# [EXTRAIT À LIRE]

Ici le trajet du retour et le lendemain de fête.


Je suis à côté de Rodolphe, beaucoup trop fatiguée pour discuter, je préfère me taire plutôt que de dire de la merde. j'étale mes pieds sur le cuir bleu du siège d'en face. mon jean noir est un peu sale, les boucles des lacets de mes Vans sont grandes, presques comiques.J'hésite à dormir sur son épaule et puis je me dis qu'il ne faut pas être si prévisible. Il me fait la bise et descend à République, j'essaye vraiment de ne pas m'endormir, je suis tellement fatiguée que j'ai presque envie de pleurer. Je monte et descend des escaliers, me demande pourquoi il faut en descendre pour en monter deux mètres plus loin et ça me révolte. Il n'y a personne pour m'aider, je marche tel un zombie lucide.
Mon sac à dos est vide, il n'y a plus les bouteilles de vin ni les livres pour Camille.
Dans le métro je fixe le visage d'une fille qui se trouve loin en face de moi, assez loin pour ne pas qu'elle sente quelqu'un la regarder, elle est sereine, la tête contre la vitre, et ses cheveux ont des boucles, elle revient elle aussi d'une fête, contrairement aux familles tout autour de nous. Les fêtards d'un soir cottoient les lève-tôt.
J'attend le train pendant 10 minutes, je pense à ce que je ferais une fois chez moi, je cherche des raccourcis pour me mettre au lit le plus vite possible, je cherche ce qui me parait essentiel à faire, ce que je devrais ranger pour ne pas que ma mère grogne en me voyant dormir.

Il est 11h du matin.
Le trajet était interminable et une fois devant ma résidence j'ai du mal à réaliser que je suis enfin chez moi, que je vais dormir, que rien de grave ne m'est arrivé, que je m'en sors indemne. Ma mère dort, la radio s'est enclenchée, elle a dû mettre le réveil. Myriam dort dans le lit d'Emile, ça me laisse la chambre pour moi toute seule, je me déshabille entièrement, enfile un bas de pyjama, un t-shirt et un sweat à capuche. Je me sens en forme pour faire des choses.
Je vais sur internet, mange un velouté Fruix à l'abricot, range mes affaires, me lave le visage et les mains et je ne m'endors pas subitement, je pense à des choses, finit par me mettre sur le ventre pour m'endormir progressivement.

# [CONSIGNE]
Prolongez le récit du retour après la fête en reprenant juste après sa dernière phrase.

# [LES DONNÉES]
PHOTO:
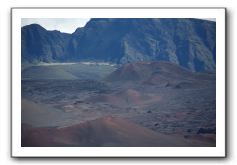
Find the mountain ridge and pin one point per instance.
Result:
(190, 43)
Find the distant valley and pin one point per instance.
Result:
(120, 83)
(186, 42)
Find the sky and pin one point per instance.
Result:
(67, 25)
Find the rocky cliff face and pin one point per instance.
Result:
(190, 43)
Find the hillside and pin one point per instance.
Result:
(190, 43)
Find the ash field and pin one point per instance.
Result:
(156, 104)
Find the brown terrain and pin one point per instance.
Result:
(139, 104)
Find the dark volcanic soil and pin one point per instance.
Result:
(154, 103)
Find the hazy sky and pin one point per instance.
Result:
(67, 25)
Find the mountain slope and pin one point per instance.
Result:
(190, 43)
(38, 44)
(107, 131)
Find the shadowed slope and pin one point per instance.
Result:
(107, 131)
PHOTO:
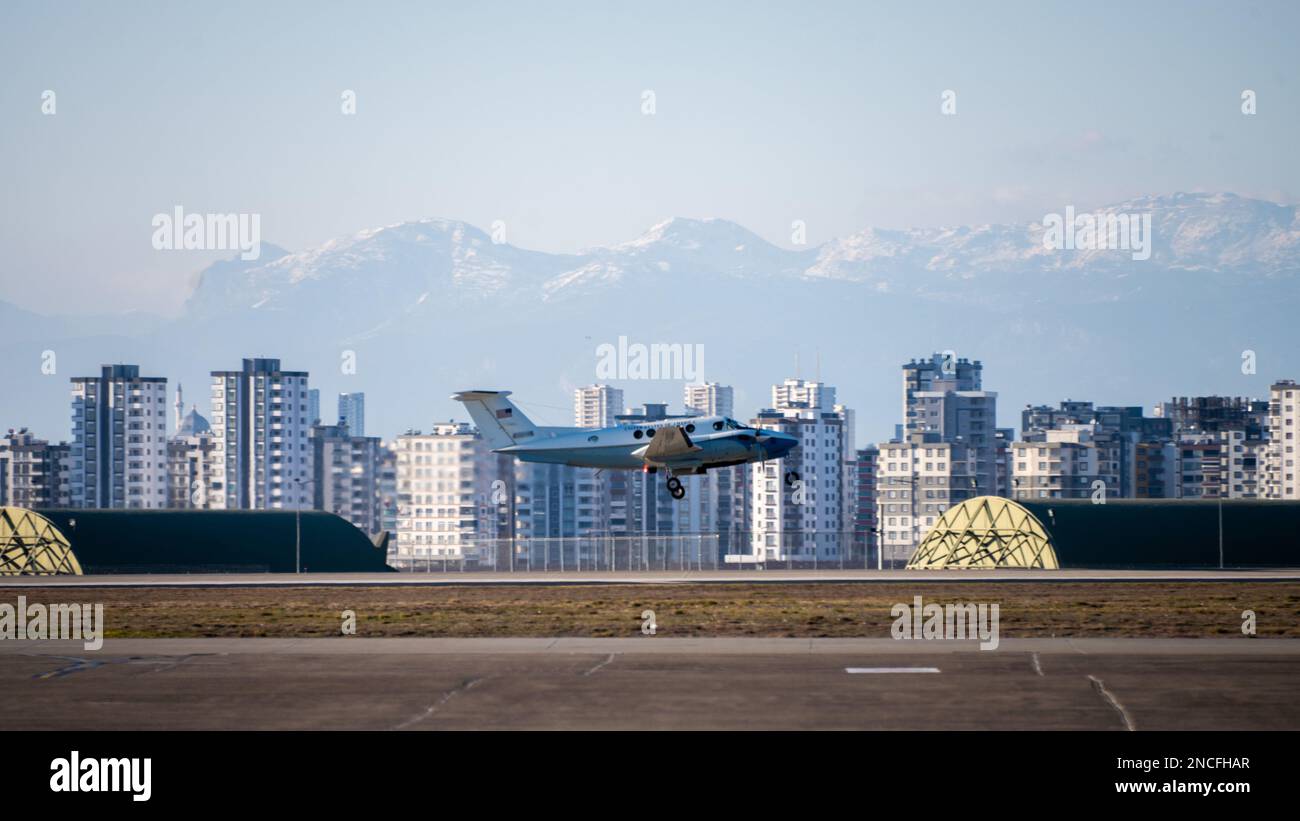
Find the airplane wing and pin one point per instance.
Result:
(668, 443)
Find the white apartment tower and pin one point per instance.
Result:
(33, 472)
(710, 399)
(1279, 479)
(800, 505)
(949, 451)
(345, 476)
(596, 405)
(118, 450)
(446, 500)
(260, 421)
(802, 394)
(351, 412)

# [RÉSULTAT DE L'EXERCICE]
A 18h presque pile je me réveille, il fait nuit et ma mère me crie un peu dessus. Emile et mon père sont revenus du Liban, j'essaye de distinguer leurs voix et puis je me lève. Mon père et sur son ordinateur, il se lève pour me prendre dans ses bras, je reste ferme et droite comme toujours, on parle un peu et j'ai faim. Ma mère n'a toujours pas fait les courses, je suis complètement désespérée. Je mange des biscottes et des trucs sans goût qui ne me font pas plaisir. Je ne crois pas avoir allumé la radio, j'ai plutôt pensé à des trucs, à ma journée d'hier. C'était une journée gigantesque, remplie d'action qui, quand j'y repense, m'otent toute volonté d'écrire tellement il y a de choses à répertorier. Je dois penser à une solution, à une forme libre d'écriture qui me permettrait de m'épancher de façon à ce que cela devienne agréable. je ne dois pas voir ça comme un devoir mais je refuse de ne rien écrire sur cette journée.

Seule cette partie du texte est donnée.